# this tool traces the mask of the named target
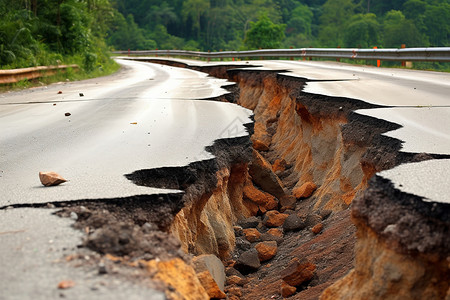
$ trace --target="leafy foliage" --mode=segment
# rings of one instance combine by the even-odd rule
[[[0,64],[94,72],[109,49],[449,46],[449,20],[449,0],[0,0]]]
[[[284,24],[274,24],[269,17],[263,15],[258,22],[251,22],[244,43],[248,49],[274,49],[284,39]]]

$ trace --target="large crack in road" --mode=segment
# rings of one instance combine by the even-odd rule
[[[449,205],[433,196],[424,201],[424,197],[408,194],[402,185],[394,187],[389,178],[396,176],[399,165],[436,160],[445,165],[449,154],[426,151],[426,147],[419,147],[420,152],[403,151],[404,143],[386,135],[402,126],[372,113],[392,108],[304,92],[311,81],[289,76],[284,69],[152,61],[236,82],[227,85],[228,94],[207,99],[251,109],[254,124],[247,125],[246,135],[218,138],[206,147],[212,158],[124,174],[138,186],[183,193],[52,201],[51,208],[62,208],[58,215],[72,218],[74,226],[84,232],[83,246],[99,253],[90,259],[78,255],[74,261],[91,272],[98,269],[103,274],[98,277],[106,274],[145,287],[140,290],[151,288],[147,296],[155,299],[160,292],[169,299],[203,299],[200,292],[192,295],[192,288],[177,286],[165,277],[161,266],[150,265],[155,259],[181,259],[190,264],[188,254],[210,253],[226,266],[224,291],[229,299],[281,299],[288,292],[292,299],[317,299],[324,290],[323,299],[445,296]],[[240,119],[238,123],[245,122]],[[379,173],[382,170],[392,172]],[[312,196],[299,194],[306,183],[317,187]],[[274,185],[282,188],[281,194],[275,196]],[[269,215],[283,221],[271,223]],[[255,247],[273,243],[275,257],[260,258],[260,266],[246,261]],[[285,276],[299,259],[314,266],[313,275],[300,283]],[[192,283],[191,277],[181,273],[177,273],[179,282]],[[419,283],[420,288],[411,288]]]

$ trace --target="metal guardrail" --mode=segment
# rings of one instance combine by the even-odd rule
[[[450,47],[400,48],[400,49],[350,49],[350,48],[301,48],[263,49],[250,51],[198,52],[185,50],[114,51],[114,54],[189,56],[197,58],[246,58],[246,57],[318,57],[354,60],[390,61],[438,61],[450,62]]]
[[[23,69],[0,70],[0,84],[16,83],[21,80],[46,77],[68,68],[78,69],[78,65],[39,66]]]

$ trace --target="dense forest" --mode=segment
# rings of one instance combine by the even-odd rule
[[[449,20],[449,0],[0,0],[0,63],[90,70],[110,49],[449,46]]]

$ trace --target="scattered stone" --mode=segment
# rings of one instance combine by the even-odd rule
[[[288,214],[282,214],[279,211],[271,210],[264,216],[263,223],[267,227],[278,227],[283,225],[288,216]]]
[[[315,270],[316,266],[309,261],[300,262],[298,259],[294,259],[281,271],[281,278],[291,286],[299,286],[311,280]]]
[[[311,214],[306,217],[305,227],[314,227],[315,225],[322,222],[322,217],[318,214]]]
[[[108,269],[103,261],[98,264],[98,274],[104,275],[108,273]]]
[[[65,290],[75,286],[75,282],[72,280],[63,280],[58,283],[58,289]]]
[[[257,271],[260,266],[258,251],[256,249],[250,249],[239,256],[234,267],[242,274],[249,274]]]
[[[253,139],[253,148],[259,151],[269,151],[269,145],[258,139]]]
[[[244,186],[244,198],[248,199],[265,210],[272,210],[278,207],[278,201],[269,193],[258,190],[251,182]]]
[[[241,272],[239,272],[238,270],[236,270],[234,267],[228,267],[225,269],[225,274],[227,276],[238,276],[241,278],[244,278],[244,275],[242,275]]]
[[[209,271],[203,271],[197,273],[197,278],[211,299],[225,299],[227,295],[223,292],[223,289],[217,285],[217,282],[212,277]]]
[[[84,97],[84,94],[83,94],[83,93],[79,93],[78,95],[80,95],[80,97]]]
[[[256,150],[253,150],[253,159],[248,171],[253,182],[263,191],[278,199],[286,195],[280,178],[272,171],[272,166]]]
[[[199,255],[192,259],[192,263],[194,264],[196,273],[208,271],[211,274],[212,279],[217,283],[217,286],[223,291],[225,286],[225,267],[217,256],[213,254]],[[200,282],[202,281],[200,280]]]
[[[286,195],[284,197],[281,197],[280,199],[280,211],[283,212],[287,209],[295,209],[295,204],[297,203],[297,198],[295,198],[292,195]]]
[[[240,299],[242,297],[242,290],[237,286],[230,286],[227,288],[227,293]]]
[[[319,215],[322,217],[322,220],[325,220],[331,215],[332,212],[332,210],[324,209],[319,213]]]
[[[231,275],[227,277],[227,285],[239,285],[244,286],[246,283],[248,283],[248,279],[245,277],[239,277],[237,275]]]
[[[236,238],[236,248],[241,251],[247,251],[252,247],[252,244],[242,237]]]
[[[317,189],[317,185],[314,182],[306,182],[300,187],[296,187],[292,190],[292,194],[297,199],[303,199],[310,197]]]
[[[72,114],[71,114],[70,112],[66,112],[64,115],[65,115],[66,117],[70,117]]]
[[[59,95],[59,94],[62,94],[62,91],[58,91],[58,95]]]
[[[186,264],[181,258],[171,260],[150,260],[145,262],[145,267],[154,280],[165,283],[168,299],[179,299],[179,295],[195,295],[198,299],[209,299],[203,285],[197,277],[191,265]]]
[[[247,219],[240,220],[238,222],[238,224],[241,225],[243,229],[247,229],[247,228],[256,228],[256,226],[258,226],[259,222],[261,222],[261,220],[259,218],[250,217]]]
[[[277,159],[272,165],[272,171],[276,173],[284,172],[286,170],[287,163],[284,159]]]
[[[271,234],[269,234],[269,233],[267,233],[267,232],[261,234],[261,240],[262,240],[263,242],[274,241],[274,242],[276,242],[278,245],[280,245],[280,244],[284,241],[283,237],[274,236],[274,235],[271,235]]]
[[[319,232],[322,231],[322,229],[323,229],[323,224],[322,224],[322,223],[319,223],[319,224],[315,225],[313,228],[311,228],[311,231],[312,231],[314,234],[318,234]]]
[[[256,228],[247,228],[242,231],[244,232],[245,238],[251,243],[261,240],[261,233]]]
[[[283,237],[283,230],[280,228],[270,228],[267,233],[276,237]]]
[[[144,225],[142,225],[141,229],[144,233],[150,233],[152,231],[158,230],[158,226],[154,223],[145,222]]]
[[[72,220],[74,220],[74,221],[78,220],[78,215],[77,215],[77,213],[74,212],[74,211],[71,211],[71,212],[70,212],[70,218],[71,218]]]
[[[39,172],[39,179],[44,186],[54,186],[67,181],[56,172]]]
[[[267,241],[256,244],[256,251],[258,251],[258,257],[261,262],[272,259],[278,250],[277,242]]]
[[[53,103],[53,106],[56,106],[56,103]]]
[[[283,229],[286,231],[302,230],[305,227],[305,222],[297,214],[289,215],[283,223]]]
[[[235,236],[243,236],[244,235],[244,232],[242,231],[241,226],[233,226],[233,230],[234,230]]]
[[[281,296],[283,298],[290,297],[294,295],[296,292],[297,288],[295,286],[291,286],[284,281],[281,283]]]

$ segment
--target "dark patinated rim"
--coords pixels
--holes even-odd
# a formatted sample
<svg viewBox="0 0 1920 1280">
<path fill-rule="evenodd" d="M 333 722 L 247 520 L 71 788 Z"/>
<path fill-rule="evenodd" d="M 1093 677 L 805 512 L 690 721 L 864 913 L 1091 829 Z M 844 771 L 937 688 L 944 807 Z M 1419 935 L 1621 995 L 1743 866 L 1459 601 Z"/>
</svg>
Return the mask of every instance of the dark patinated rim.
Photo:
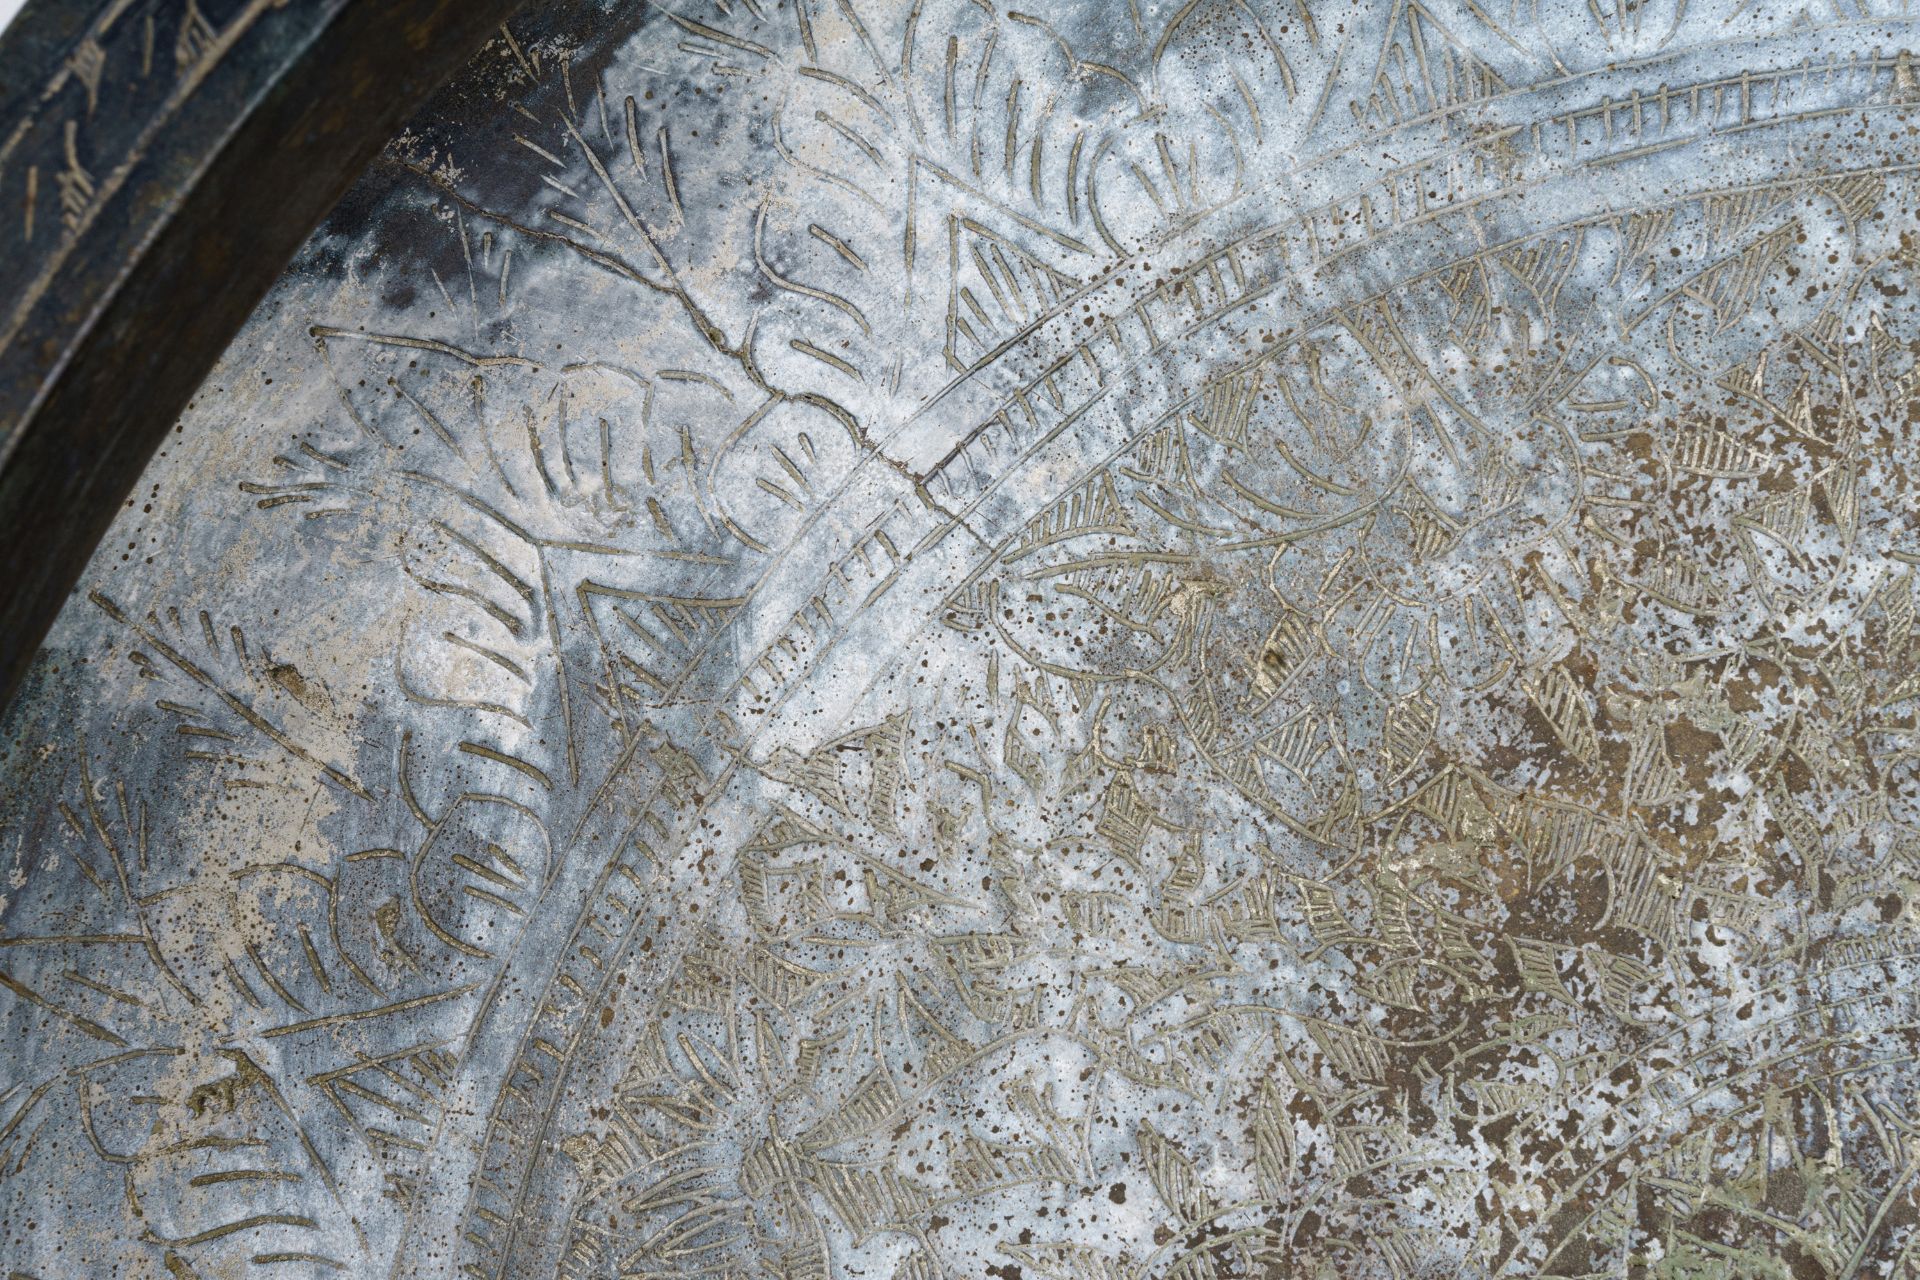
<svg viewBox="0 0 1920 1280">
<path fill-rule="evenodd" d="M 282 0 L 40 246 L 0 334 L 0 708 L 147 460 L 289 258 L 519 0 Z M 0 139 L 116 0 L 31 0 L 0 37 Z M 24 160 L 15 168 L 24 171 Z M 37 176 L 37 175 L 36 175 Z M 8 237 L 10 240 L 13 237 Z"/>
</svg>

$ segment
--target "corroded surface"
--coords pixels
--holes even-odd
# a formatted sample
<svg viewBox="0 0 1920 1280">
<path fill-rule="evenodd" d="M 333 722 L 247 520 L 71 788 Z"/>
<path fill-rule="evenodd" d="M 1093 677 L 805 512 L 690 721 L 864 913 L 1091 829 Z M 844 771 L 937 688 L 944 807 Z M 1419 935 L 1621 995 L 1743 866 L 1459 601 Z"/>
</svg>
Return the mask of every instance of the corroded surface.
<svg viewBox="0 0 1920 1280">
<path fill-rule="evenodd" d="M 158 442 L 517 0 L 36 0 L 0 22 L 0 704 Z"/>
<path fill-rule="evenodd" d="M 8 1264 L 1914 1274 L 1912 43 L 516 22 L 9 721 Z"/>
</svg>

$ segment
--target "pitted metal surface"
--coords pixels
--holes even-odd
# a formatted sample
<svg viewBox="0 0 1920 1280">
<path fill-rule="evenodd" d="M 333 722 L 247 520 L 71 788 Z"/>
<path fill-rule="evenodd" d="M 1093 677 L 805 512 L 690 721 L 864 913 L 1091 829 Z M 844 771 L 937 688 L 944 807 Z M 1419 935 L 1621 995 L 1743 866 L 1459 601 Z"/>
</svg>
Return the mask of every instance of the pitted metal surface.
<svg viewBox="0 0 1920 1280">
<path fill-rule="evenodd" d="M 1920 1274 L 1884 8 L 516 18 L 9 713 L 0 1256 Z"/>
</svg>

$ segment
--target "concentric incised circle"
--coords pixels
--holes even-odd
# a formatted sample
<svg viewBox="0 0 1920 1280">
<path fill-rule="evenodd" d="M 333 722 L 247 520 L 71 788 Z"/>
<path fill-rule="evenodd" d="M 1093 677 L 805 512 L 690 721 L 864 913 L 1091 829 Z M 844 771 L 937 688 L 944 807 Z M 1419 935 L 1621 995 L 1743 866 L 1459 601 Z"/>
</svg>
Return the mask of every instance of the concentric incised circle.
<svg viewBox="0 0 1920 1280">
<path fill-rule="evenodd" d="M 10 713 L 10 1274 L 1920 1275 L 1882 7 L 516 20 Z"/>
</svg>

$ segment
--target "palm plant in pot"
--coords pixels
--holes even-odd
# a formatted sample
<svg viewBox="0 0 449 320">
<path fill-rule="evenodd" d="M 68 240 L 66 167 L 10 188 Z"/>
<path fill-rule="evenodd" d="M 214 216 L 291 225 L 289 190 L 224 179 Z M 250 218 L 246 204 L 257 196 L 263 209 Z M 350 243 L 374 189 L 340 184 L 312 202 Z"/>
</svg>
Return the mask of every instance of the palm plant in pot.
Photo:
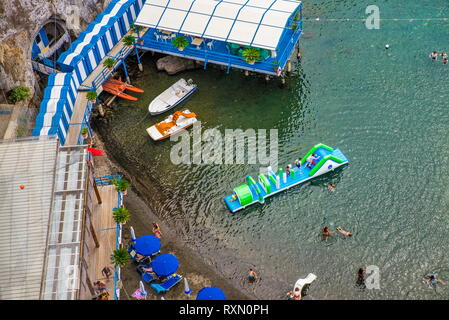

★ ★ ★

**Task brief:** Search the entries for the word "mode", then copy every line in which it is found.

**Reply to the task:**
$ trace --target="leafy foliage" --mode=segment
$ trace --target="large crack in road" --mode=segment
$ trace --target="metal guardrail" --mode=segment
$ trace --target="dense forest" --mode=segment
$ trace --target="scattered stone" --mode=segment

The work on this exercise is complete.